### Exercise goal
When you write out the listing, keep every word as it stands and drop the pictures.

*** Exercise data ***

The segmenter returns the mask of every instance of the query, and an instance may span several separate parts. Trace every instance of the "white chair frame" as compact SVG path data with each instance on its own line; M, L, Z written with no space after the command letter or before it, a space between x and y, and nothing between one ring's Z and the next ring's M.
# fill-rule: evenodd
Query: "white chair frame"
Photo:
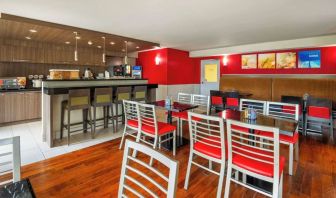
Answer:
M170 141L171 139L173 139L173 155L176 155L176 130L172 131L173 137L167 137L164 140L162 140L162 136L166 136L168 133L164 134L164 135L159 135L158 133L158 122L156 119L156 112L155 112L155 106L154 105L150 105L150 104L141 104L138 103L137 105L137 109L138 109L138 113L139 113L139 129L138 129L138 136L137 136L137 142L143 142L146 143L148 145L153 146L154 149L156 149L157 145L159 146L159 149L161 149L161 144L167 141ZM151 133L147 133L143 130L141 130L142 125L144 124L144 121L146 120L145 124L149 125L151 127L154 127L155 129L155 134L151 134ZM141 139L141 136L145 135L143 139ZM148 142L146 141L145 137L152 137L154 138L154 142ZM152 164L153 160L151 160L151 164Z
M178 93L177 94L177 101L181 103L192 103L192 94L188 93Z
M273 137L262 137L259 136L257 134L246 134L246 132L244 131L240 131L239 129L233 129L231 128L232 125L235 126L239 126L239 127L243 127L243 128L249 128L249 129L254 129L254 130L261 130L261 131L265 131L265 132L269 132L269 133L273 133L274 136ZM238 122L238 121L234 121L234 120L230 120L228 119L226 121L226 126L227 126L227 141L228 141L228 170L226 173L226 185L225 185L225 198L229 197L230 194L230 183L231 181L240 184L248 189L254 190L256 192L259 192L263 195L266 195L268 197L282 197L282 185L283 185L283 171L281 173L281 175L279 175L279 153L280 153L280 145L279 145L279 129L278 128L272 128L272 127L266 127L266 126L260 126L260 125L252 125L252 124L247 124L247 123L242 123L242 122ZM253 136L253 138L251 139L247 139L246 136L249 136L251 138L251 136ZM259 140L258 140L259 138ZM265 142L262 139L267 139L269 142ZM238 140L237 140L238 139ZM253 144L247 144L244 141L251 141ZM271 152L274 153L274 155L272 156L272 162L270 161L265 161L263 159L259 159L259 158L255 158L253 156L250 155L246 155L243 153L240 153L239 150L234 150L234 148L240 148L237 147L237 145L233 145L232 142L234 142L237 145L241 145L241 146L246 146L246 147L250 147L252 148L258 148L260 150L263 151L267 151L267 152ZM259 145L264 145L265 147L259 148ZM273 148L273 149L272 149ZM244 150L245 152L248 153L255 153L252 150L249 150L248 148L246 149L241 149L240 150ZM268 176L264 176L261 174L257 174L255 172L252 171L248 171L245 170L243 168L240 168L237 165L234 165L232 163L232 153L238 154L238 155L242 155L244 157L256 160L256 161L260 161L260 162L264 162L264 163L268 163L268 164L273 164L274 165L274 169L273 169L273 177L268 177ZM265 155L261 155L261 154L256 154L259 156L265 156ZM236 177L232 177L232 172L233 170L235 170L235 175ZM238 177L237 177L237 173L241 172L243 173L243 181L239 181ZM258 188L253 188L253 186L251 185L247 185L246 184L246 175L250 175L252 177L264 180L264 181L268 181L270 183L273 183L273 190L272 190L272 194L269 194L265 191L262 191Z
M209 108L210 108L210 97L209 96L193 94L191 104L198 105L200 107L205 107L206 115L209 115ZM183 138L183 121L188 121L188 120L181 119L181 118L177 120L177 133L179 137L181 138L181 141Z
M165 176L158 169L156 169L156 168L148 165L147 163L141 161L140 159L137 159L134 156L132 156L131 149L133 149L133 152L137 151L137 152L143 153L147 156L150 156L150 157L154 158L155 160L159 161L161 164L163 164L167 168L169 168L169 176L168 177ZM132 161L133 164L134 163L139 164L139 165L147 168L148 170L150 170L151 173L155 173L155 175L157 175L161 179L165 180L168 184L167 188L163 187L161 184L156 182L153 178L148 176L145 172L143 172L143 171L141 171L141 170L139 170L135 167L132 167L129 163L130 161ZM124 157L123 157L122 167L121 167L121 176L120 176L120 182L119 182L118 198L127 197L127 195L125 195L125 190L128 190L128 191L132 192L137 197L144 197L140 192L138 192L134 188L130 187L129 185L125 184L126 180L129 180L132 183L135 183L138 187L140 187L141 189L143 189L144 191L149 193L152 197L155 197L155 198L159 197L159 195L155 194L152 191L152 189L145 186L145 184L147 182L146 183L141 183L140 181L137 180L137 178L139 178L139 177L135 178L135 177L131 177L130 175L128 175L129 171L131 171L133 173L136 173L137 175L140 175L141 177L145 178L146 181L148 181L148 183L151 183L155 187L160 189L163 193L165 193L167 195L167 197L174 198L175 194L176 194L176 188L177 188L178 169L179 169L179 163L177 161L170 159L169 157L163 155L162 153L160 153L160 152L158 152L158 151L156 151L152 148L149 148L146 145L136 143L136 142L132 142L130 140L126 140ZM148 172L148 171L146 171L146 172Z
M281 111L276 110L282 110L282 109L276 109L275 107L272 108L272 105L274 106L288 106L293 107L295 110L293 111L293 114L291 113L285 113ZM289 111L289 110L288 110ZM282 115L281 115L282 113ZM283 118L283 119L290 119L295 120L299 122L299 105L298 104L291 104L291 103L283 103L283 102L267 102L267 108L266 108L266 115ZM292 116L290 116L292 115ZM295 130L295 133L299 132L299 124ZM281 133L281 131L280 131ZM289 160L288 160L288 174L293 175L293 166L294 166L294 152L295 152L295 160L299 161L299 140L296 142L296 144L291 144L289 142L281 141L281 144L285 144L289 146Z
M124 132L121 138L119 149L122 148L124 139L126 135L132 136L135 139L137 138L138 128L128 125L128 120L136 120L139 122L139 113L138 113L138 102L130 101L130 100L123 100L123 107L124 107L124 115L125 115L125 126ZM131 129L132 131L127 131L127 128Z
M12 169L5 170L4 172L0 172L0 176L7 175L12 173L13 177L10 180L0 181L0 186L10 183L17 182L21 180L21 154L20 154L20 137L10 137L5 139L0 139L0 147L12 145L11 152L0 152L0 157L12 156L11 161L0 161L0 166L6 166L12 164Z
M256 105L251 105L251 104L246 104L246 103L254 103ZM239 111L244 111L246 108L248 108L248 106L251 106L257 111L257 113L265 115L266 114L266 103L267 102L263 100L251 100L251 99L242 98L240 99ZM262 107L262 110L260 110L259 107Z
M195 121L192 119L192 117L197 117L201 118L201 121ZM224 120L220 117L214 117L214 116L209 116L209 115L203 115L203 114L197 114L193 112L188 112L188 122L189 122L189 131L190 131L190 153L189 153L189 161L188 161L188 167L187 167L187 173L186 173L186 178L185 178L185 183L184 183L184 189L188 189L189 185L189 178L190 178L190 170L191 170L191 165L196 165L200 168L203 168L211 173L214 173L219 176L219 181L218 181L218 189L217 189L217 198L221 197L222 194L222 188L223 188L223 182L224 182L224 173L225 173L225 163L226 163L226 158L225 158L225 134L224 134ZM213 124L213 122L216 122L218 124ZM214 128L217 128L218 130L215 130ZM208 134L205 134L205 131L208 131ZM216 135L215 135L216 134ZM211 140L212 142L220 143L220 148L221 148L221 159L217 159L215 157L211 157L208 155L205 155L201 152L198 152L194 150L194 144L196 142L202 142L203 144L209 145L208 142L202 141L203 139L208 140L207 137L219 137L220 141L214 141ZM211 145L213 147L217 147L216 145ZM195 156L202 157L204 159L209 160L209 168L205 167L195 161L193 161L193 158ZM216 172L212 170L211 168L211 163L216 162L220 164L220 172Z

***

### Output for this task
The segmenter returns the mask of every instance of the query, and an instance may span several separate parts. Trace every instance of the "white chair frame" as compact SVG path data with each instance on its own line; M, L, Z written with no space after the command letter or before it, a space between x and y, and nothing between one ring's Z and the next ring's M.
# fill-rule: evenodd
Query: "white chair frame"
Photo:
Answer:
M170 141L171 139L173 139L173 155L176 155L176 130L172 131L173 137L167 137L164 140L162 140L162 136L166 136L168 133L164 134L164 135L159 135L158 133L158 122L156 119L156 112L155 112L155 106L154 105L150 105L150 104L141 104L138 103L137 105L137 109L138 109L138 113L139 113L139 129L138 129L138 136L137 136L137 142L143 142L146 143L148 145L153 146L154 149L156 149L157 145L159 146L159 149L161 149L161 144L167 141ZM151 133L147 133L143 130L141 130L142 125L144 124L144 121L146 120L145 124L149 125L151 127L154 127L155 129L155 134L151 134ZM141 139L141 136L145 135L143 139ZM148 142L146 141L145 137L152 137L154 138L154 142ZM152 164L153 160L151 160L151 164Z
M178 93L177 94L177 101L181 103L192 103L192 94L188 93Z
M273 137L262 137L259 136L257 134L246 134L246 132L244 131L240 131L239 129L233 129L231 128L232 125L235 126L239 126L239 127L243 127L243 128L249 128L249 129L254 129L254 130L261 130L261 131L265 131L265 132L269 132L269 133L273 133L274 136ZM238 122L238 121L234 121L234 120L230 120L228 119L226 121L226 126L227 126L227 141L228 141L228 170L226 173L226 185L225 185L225 198L229 197L230 194L230 183L231 181L240 184L248 189L254 190L256 192L259 192L263 195L266 195L268 197L282 197L282 185L283 185L283 171L281 173L281 175L279 175L279 153L280 153L280 145L279 145L279 129L278 128L272 128L272 127L266 127L266 126L260 126L260 125L252 125L252 124L247 124L247 123L242 123L242 122ZM253 136L253 138L251 139L247 139L246 136L249 136L251 138L251 136ZM259 140L258 140L259 138ZM265 142L262 139L267 139L269 142ZM238 140L237 140L238 139ZM253 144L247 144L244 141L251 141ZM271 152L274 153L274 155L272 156L272 162L270 161L265 161L263 159L259 159L259 158L255 158L253 156L250 155L246 155L243 153L240 153L239 150L234 150L234 148L240 148L237 147L237 145L233 145L232 142L234 142L237 145L241 145L241 146L246 146L246 147L250 147L252 148L258 148L260 150L263 151L267 151L267 152ZM259 145L264 145L265 147L259 148ZM273 148L273 149L272 149ZM244 150L245 152L248 153L255 153L252 150L249 150L248 148L246 149L241 149L240 150ZM268 176L264 176L261 174L257 174L255 172L252 171L248 171L245 170L243 168L240 168L237 165L234 165L232 163L232 153L238 154L238 155L242 155L244 157L256 160L256 161L260 161L260 162L264 162L264 163L268 163L268 164L273 164L274 165L274 169L273 169L273 177L268 177ZM265 155L261 155L261 154L256 154L259 156L265 156ZM236 177L232 177L232 172L233 170L235 170L235 175ZM238 177L237 177L237 173L241 172L243 173L243 181L239 181ZM258 188L253 188L253 186L251 185L247 185L246 184L246 175L250 175L252 177L264 180L264 181L268 181L270 183L273 183L273 190L272 190L272 194L269 194L265 191L262 191Z
M209 108L210 108L210 97L209 96L193 94L191 104L198 105L200 107L205 107L206 115L209 115ZM183 138L183 121L188 121L188 120L181 119L181 118L177 120L177 133L179 137L181 138L181 141Z
M165 176L158 169L156 169L156 168L148 165L147 163L141 161L140 159L137 159L134 156L132 156L131 149L133 149L133 152L137 151L137 152L143 153L147 156L150 156L150 157L154 158L155 160L159 161L161 164L163 164L167 168L169 168L169 176L168 177ZM132 161L133 164L134 163L139 164L139 165L147 168L148 170L150 170L151 173L155 173L155 175L157 175L161 179L165 180L168 184L167 188L163 187L161 184L156 182L153 178L148 176L145 172L143 172L143 171L141 171L141 170L139 170L135 167L132 167L129 163L130 161ZM124 157L123 157L122 167L121 167L121 176L120 176L120 182L119 182L118 198L127 197L127 195L125 195L125 190L128 190L128 191L132 192L137 197L144 197L140 192L138 192L134 188L130 187L129 185L125 184L126 180L129 180L132 183L135 183L138 187L140 187L141 189L143 189L144 191L149 193L152 197L155 197L155 198L159 197L159 195L155 194L152 191L152 189L145 186L145 184L147 182L146 183L141 183L140 181L137 180L137 178L139 178L139 177L135 178L135 177L131 177L130 175L128 175L129 171L131 171L133 173L136 173L137 175L140 175L141 177L145 178L146 181L148 181L148 183L151 183L155 187L160 189L163 193L165 193L167 195L167 197L174 198L175 194L176 194L176 188L177 188L178 169L179 169L179 163L177 161L170 159L169 157L163 155L162 153L160 153L160 152L158 152L158 151L156 151L152 148L149 148L146 145L136 143L136 142L132 142L130 140L126 140ZM148 172L148 171L146 171L146 172Z
M281 111L276 110L282 110L282 109L276 109L275 107L272 108L272 105L274 106L288 106L293 107L295 110L293 111L293 114L291 113L285 113ZM289 111L289 110L288 110ZM282 115L281 115L282 113ZM283 118L283 119L290 119L295 120L299 122L299 105L298 104L291 104L291 103L283 103L283 102L267 102L267 108L266 108L266 115ZM292 116L290 116L292 115ZM295 130L295 133L299 132L299 124ZM281 133L281 131L280 131ZM289 160L288 160L288 174L293 175L293 166L294 166L294 152L295 152L295 160L299 161L299 140L296 142L296 144L291 144L289 142L281 141L281 144L285 144L289 146Z
M124 132L121 138L119 149L122 148L124 139L126 135L132 136L135 139L137 138L138 128L128 125L128 120L136 120L139 122L139 113L138 113L138 102L130 101L130 100L123 100L123 107L124 107L124 115L125 115L125 126ZM131 129L132 131L127 131L127 128Z
M12 169L5 170L4 172L0 172L0 176L7 175L12 173L13 177L10 180L0 181L0 186L10 183L17 182L21 180L21 154L20 154L20 137L10 137L5 139L0 139L0 147L12 145L11 152L0 152L0 157L12 156L11 161L0 161L0 166L6 166L12 164Z
M256 105L251 105L251 104L246 104L246 103L254 103ZM239 111L244 111L246 108L248 108L248 106L251 106L257 111L257 113L265 115L266 114L266 103L267 102L263 100L251 100L251 99L242 98L240 99ZM262 107L262 110L260 110L259 107Z
M195 121L192 119L192 117L197 117L201 118L201 121ZM224 120L220 117L214 117L214 116L209 116L209 115L203 115L203 114L197 114L193 112L188 112L188 122L189 122L189 131L190 131L190 153L189 153L189 161L188 161L188 167L187 167L187 173L186 173L186 178L185 178L185 183L184 183L184 189L188 189L189 185L189 178L190 178L190 170L191 170L191 165L196 165L200 168L203 168L211 173L214 173L219 176L219 181L218 181L218 189L217 189L217 198L221 197L222 194L222 188L223 188L223 182L224 182L224 173L225 173L225 163L226 163L226 158L225 158L225 134L224 134ZM213 124L213 122L216 122L218 124ZM214 128L217 128L218 130L215 130ZM208 134L205 134L205 131L208 131ZM216 135L215 135L216 134ZM211 140L212 142L220 143L220 148L221 148L221 159L217 159L215 157L211 157L208 155L205 155L201 152L198 152L194 150L194 144L196 142L202 142L203 144L209 145L208 142L202 141L203 139L208 140L207 137L219 137L220 141L214 141ZM211 145L213 147L217 147L216 145ZM195 156L202 157L204 159L209 160L209 168L205 167L195 161L193 161L193 158ZM216 172L212 170L211 168L211 163L216 162L220 164L220 172Z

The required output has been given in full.